- **EXERCISE GOAL**:
Every line of the following records that includes "spaces" should be copied.

[Start of Attachment]

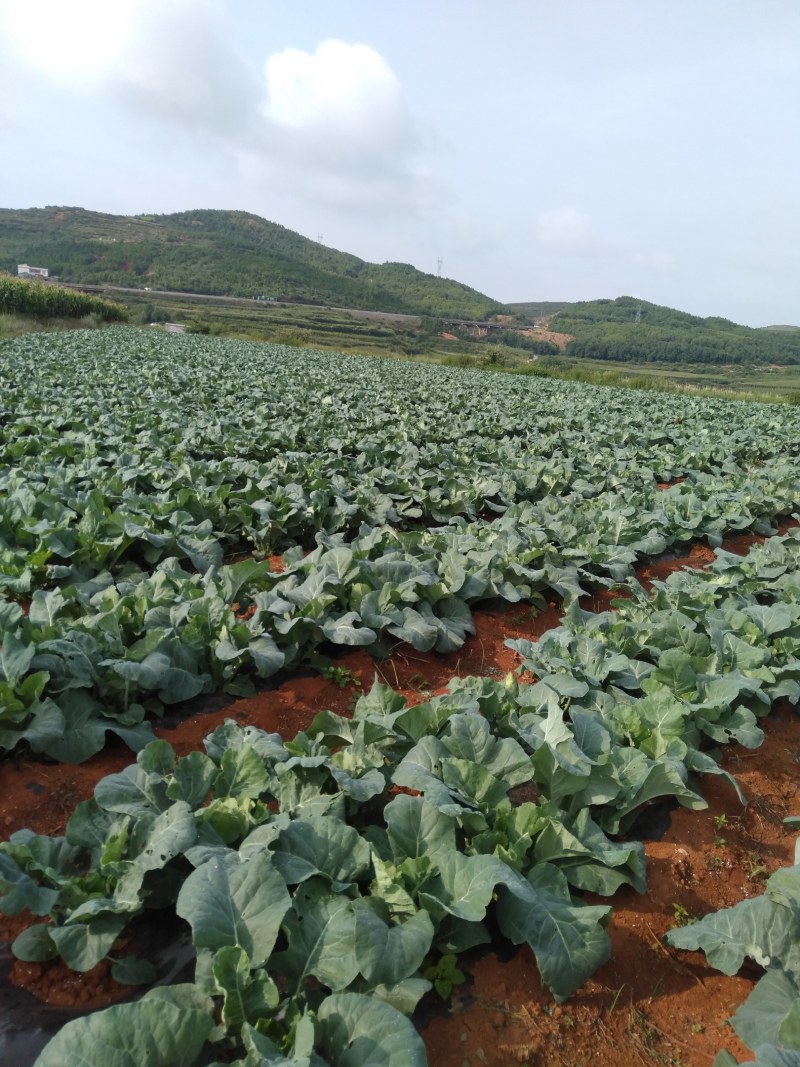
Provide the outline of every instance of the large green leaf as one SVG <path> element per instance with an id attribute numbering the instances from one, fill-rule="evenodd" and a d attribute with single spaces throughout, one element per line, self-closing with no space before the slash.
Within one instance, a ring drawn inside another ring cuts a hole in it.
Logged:
<path id="1" fill-rule="evenodd" d="M 426 1067 L 422 1038 L 388 1004 L 334 993 L 317 1013 L 317 1043 L 331 1067 Z"/>
<path id="2" fill-rule="evenodd" d="M 624 832 L 636 818 L 638 809 L 658 797 L 675 797 L 693 811 L 708 807 L 707 802 L 686 785 L 686 770 L 674 759 L 650 760 L 639 749 L 615 748 L 612 763 L 625 793 L 624 800 L 616 801 L 600 820 L 609 833 Z"/>
<path id="3" fill-rule="evenodd" d="M 367 842 L 354 827 L 328 815 L 292 820 L 273 845 L 272 857 L 287 885 L 320 875 L 336 892 L 370 870 Z"/>
<path id="4" fill-rule="evenodd" d="M 533 777 L 531 760 L 513 738 L 497 738 L 483 715 L 454 715 L 442 737 L 447 751 L 465 763 L 474 763 L 509 786 Z"/>
<path id="5" fill-rule="evenodd" d="M 280 999 L 277 986 L 265 971 L 251 972 L 247 953 L 239 945 L 218 949 L 212 965 L 222 991 L 222 1022 L 239 1030 L 243 1023 L 269 1018 Z"/>
<path id="6" fill-rule="evenodd" d="M 543 813 L 545 816 L 547 812 Z M 629 883 L 646 889 L 644 848 L 639 842 L 609 840 L 584 808 L 574 820 L 546 818 L 534 844 L 539 863 L 554 863 L 579 889 L 610 896 Z"/>
<path id="7" fill-rule="evenodd" d="M 46 698 L 33 710 L 27 727 L 18 733 L 31 749 L 61 763 L 84 763 L 116 734 L 134 752 L 153 740 L 149 722 L 124 725 L 106 714 L 106 710 L 83 689 L 59 694 L 58 702 Z"/>
<path id="8" fill-rule="evenodd" d="M 250 745 L 229 748 L 222 754 L 214 780 L 217 797 L 257 797 L 266 792 L 271 777 L 264 760 Z"/>
<path id="9" fill-rule="evenodd" d="M 137 902 L 147 872 L 160 870 L 192 847 L 197 839 L 192 810 L 185 801 L 178 800 L 154 819 L 141 819 L 135 837 L 139 851 L 117 883 L 114 895 L 119 902 Z"/>
<path id="10" fill-rule="evenodd" d="M 161 998 L 117 1004 L 68 1022 L 34 1067 L 195 1067 L 214 1026 L 206 1011 Z"/>
<path id="11" fill-rule="evenodd" d="M 425 799 L 445 815 L 459 815 L 470 806 L 457 791 L 444 784 L 441 777 L 442 760 L 447 749 L 437 737 L 423 737 L 403 757 L 392 775 L 395 785 L 423 793 Z"/>
<path id="12" fill-rule="evenodd" d="M 175 910 L 191 926 L 197 948 L 238 945 L 253 966 L 261 966 L 290 904 L 283 878 L 267 854 L 254 852 L 240 860 L 227 853 L 189 875 Z"/>
<path id="13" fill-rule="evenodd" d="M 47 915 L 60 896 L 60 890 L 42 886 L 26 874 L 10 857 L 0 852 L 0 909 L 5 915 L 18 915 L 30 908 L 34 915 Z"/>
<path id="14" fill-rule="evenodd" d="M 520 880 L 495 856 L 465 856 L 451 852 L 437 858 L 436 875 L 426 883 L 420 893 L 420 904 L 431 912 L 435 919 L 445 914 L 457 919 L 478 923 L 486 915 L 494 889 L 498 883 Z"/>
<path id="15" fill-rule="evenodd" d="M 217 774 L 213 760 L 203 752 L 189 752 L 178 760 L 174 781 L 167 787 L 171 800 L 184 800 L 190 808 L 198 808 L 206 799 Z"/>
<path id="16" fill-rule="evenodd" d="M 419 970 L 433 940 L 433 923 L 426 911 L 392 925 L 372 908 L 356 908 L 356 958 L 371 985 L 394 986 Z"/>
<path id="17" fill-rule="evenodd" d="M 288 947 L 272 964 L 299 992 L 312 975 L 330 989 L 345 989 L 359 972 L 353 901 L 333 894 L 321 882 L 296 891 L 284 924 Z"/>
<path id="18" fill-rule="evenodd" d="M 700 949 L 712 967 L 736 974 L 748 957 L 768 967 L 788 956 L 799 933 L 800 921 L 789 908 L 760 896 L 668 930 L 666 939 L 673 948 Z"/>
<path id="19" fill-rule="evenodd" d="M 767 971 L 730 1023 L 748 1048 L 774 1044 L 800 1052 L 800 988 L 782 971 Z"/>
<path id="20" fill-rule="evenodd" d="M 556 1000 L 574 993 L 611 955 L 605 930 L 611 909 L 574 904 L 566 879 L 555 867 L 538 864 L 504 888 L 498 900 L 500 929 L 515 945 L 527 942 L 542 980 Z"/>
<path id="21" fill-rule="evenodd" d="M 86 922 L 51 926 L 50 937 L 59 956 L 73 971 L 90 971 L 111 951 L 130 916 L 102 913 Z"/>
<path id="22" fill-rule="evenodd" d="M 434 863 L 455 852 L 455 819 L 424 797 L 401 794 L 383 809 L 389 842 L 397 863 L 428 856 Z"/>

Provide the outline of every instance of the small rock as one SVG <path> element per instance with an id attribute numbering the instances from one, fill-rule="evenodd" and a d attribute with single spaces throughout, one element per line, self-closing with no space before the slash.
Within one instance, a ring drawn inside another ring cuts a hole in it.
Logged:
<path id="1" fill-rule="evenodd" d="M 694 881 L 694 868 L 685 848 L 675 849 L 675 855 L 672 857 L 672 877 L 681 885 Z"/>

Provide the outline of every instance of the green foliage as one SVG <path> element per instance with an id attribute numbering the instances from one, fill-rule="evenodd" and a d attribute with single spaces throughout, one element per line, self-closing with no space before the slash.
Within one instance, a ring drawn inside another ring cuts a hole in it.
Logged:
<path id="1" fill-rule="evenodd" d="M 567 300 L 527 300 L 522 303 L 507 304 L 509 311 L 529 319 L 545 318 L 554 315 L 557 311 L 563 311 L 572 305 Z"/>
<path id="2" fill-rule="evenodd" d="M 308 344 L 309 334 L 306 330 L 298 330 L 297 328 L 284 328 L 278 330 L 275 335 L 275 343 L 279 345 L 288 345 L 290 348 L 302 348 Z"/>
<path id="3" fill-rule="evenodd" d="M 204 998 L 219 1005 L 220 1028 L 201 1027 L 210 1048 L 192 1046 L 187 1067 L 220 1041 L 246 1050 L 252 1028 L 287 1055 L 355 1056 L 367 1015 L 382 1020 L 388 1057 L 370 1062 L 423 1064 L 399 1013 L 430 980 L 441 995 L 463 980 L 457 955 L 486 940 L 490 912 L 565 999 L 610 951 L 610 909 L 574 894 L 645 889 L 642 846 L 620 833 L 656 797 L 704 806 L 690 774 L 735 784 L 701 735 L 757 745 L 756 712 L 800 695 L 798 552 L 800 537 L 772 538 L 650 594 L 631 581 L 616 612 L 573 605 L 536 645 L 509 642 L 533 684 L 454 679 L 409 708 L 376 681 L 352 718 L 322 712 L 293 741 L 231 720 L 206 738 L 206 754 L 150 743 L 98 783 L 65 838 L 18 831 L 0 845 L 0 907 L 33 902 L 49 920 L 14 952 L 86 970 L 134 915 L 174 906 L 198 953 L 194 992 L 175 996 L 208 1014 Z M 347 563 L 340 552 L 340 570 Z M 21 676 L 24 649 L 4 644 L 4 654 L 6 676 Z M 409 792 L 386 803 L 389 783 Z M 512 802 L 523 785 L 537 802 Z M 763 898 L 670 934 L 729 974 L 746 955 L 781 964 L 733 1020 L 752 1047 L 794 1047 L 800 1033 L 798 870 L 773 875 Z M 420 973 L 431 953 L 439 962 Z M 139 967 L 128 970 L 135 978 Z M 334 1007 L 354 1012 L 339 1036 L 327 1028 Z M 80 1034 L 116 1048 L 141 1010 L 73 1024 L 44 1055 L 66 1054 Z M 157 1047 L 148 1054 L 159 1063 Z"/>
<path id="4" fill-rule="evenodd" d="M 49 282 L 26 281 L 0 275 L 0 314 L 24 315 L 35 319 L 93 316 L 100 322 L 121 322 L 127 311 L 121 304 L 76 293 Z"/>
<path id="5" fill-rule="evenodd" d="M 503 345 L 484 345 L 482 359 L 489 366 L 502 366 L 507 358 Z"/>
<path id="6" fill-rule="evenodd" d="M 692 915 L 685 905 L 677 901 L 672 905 L 672 914 L 676 926 L 692 926 L 697 922 L 697 917 Z"/>
<path id="7" fill-rule="evenodd" d="M 191 987 L 155 989 L 136 1004 L 118 1004 L 76 1019 L 56 1035 L 37 1067 L 193 1067 L 214 1026 L 209 998 Z"/>
<path id="8" fill-rule="evenodd" d="M 449 1000 L 453 987 L 467 980 L 464 972 L 459 970 L 458 957 L 452 952 L 440 956 L 436 963 L 426 967 L 422 973 L 429 982 L 433 983 L 433 988 L 442 1000 Z"/>
<path id="9" fill-rule="evenodd" d="M 6 343 L 0 381 L 0 744 L 139 750 L 63 838 L 0 845 L 0 907 L 43 920 L 14 952 L 150 981 L 119 937 L 168 909 L 197 953 L 193 985 L 70 1024 L 39 1067 L 422 1067 L 425 961 L 444 990 L 490 929 L 563 1000 L 610 951 L 610 908 L 582 895 L 645 889 L 639 812 L 705 807 L 705 774 L 737 789 L 717 746 L 756 747 L 800 699 L 800 535 L 774 536 L 800 504 L 791 407 L 132 329 Z M 632 578 L 734 529 L 766 540 L 649 593 Z M 622 583 L 616 611 L 580 608 Z M 453 679 L 414 707 L 376 682 L 293 739 L 152 740 L 164 705 L 332 645 L 451 652 L 472 604 L 554 596 L 562 625 L 509 642 L 534 682 Z M 781 961 L 763 997 L 785 1044 L 793 876 L 767 896 L 686 930 L 726 968 Z"/>
<path id="10" fill-rule="evenodd" d="M 800 846 L 795 851 L 797 861 Z M 674 948 L 700 949 L 724 974 L 736 974 L 747 958 L 766 968 L 729 1022 L 755 1050 L 756 1067 L 800 1063 L 800 866 L 771 875 L 763 896 L 670 930 L 667 941 Z M 736 1064 L 730 1056 L 718 1059 Z"/>
<path id="11" fill-rule="evenodd" d="M 484 318 L 495 301 L 404 263 L 366 263 L 243 211 L 115 216 L 0 210 L 0 268 L 46 263 L 64 281 Z"/>
<path id="12" fill-rule="evenodd" d="M 560 351 L 554 341 L 545 341 L 540 337 L 529 337 L 519 330 L 500 330 L 492 334 L 492 340 L 496 344 L 507 345 L 509 348 L 520 348 L 524 352 L 533 352 L 539 356 L 557 356 Z"/>
<path id="13" fill-rule="evenodd" d="M 616 300 L 588 300 L 570 304 L 551 320 L 553 329 L 562 329 L 569 323 L 577 329 L 580 324 L 620 323 L 634 325 L 663 326 L 668 328 L 702 327 L 707 320 L 685 311 L 650 304 L 633 296 L 620 296 Z M 720 323 L 725 320 L 710 320 Z M 728 323 L 733 326 L 733 323 Z M 564 330 L 563 332 L 571 332 Z"/>
<path id="14" fill-rule="evenodd" d="M 454 651 L 481 600 L 569 603 L 800 502 L 792 408 L 131 329 L 9 342 L 0 375 L 0 747 L 61 760 L 326 645 Z"/>
<path id="15" fill-rule="evenodd" d="M 330 681 L 335 682 L 340 689 L 346 689 L 350 685 L 361 685 L 358 675 L 354 674 L 349 667 L 337 667 L 335 663 L 323 667 L 320 674 L 323 678 L 328 678 Z"/>
<path id="16" fill-rule="evenodd" d="M 570 304 L 550 322 L 571 334 L 567 354 L 635 363 L 800 363 L 800 332 L 699 318 L 635 297 Z"/>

[End of Attachment]

- **OUTPUT**:
Provide the outline of every instance of the large green leaf as one SVG <path> element per instance with an id attribute numbering the instances from one, fill-rule="evenodd" and a d attribute with single spaces throughout, one element per line, self-closing with no space before the slash.
Provide the outline of every instance of the small rock as one SVG <path> element per instance with an id attribute numbering the instances from one, fill-rule="evenodd" and a d attribute with single spaces throughout, one element per line, self-closing with no space before the slash.
Provide the outline of every instance of the green foliage as one SVG <path> element per instance with an id attribute numbering the instances from one, fill-rule="evenodd" and a d attribute with single spaces throughout, one element per line, self-closing with no space before the slash.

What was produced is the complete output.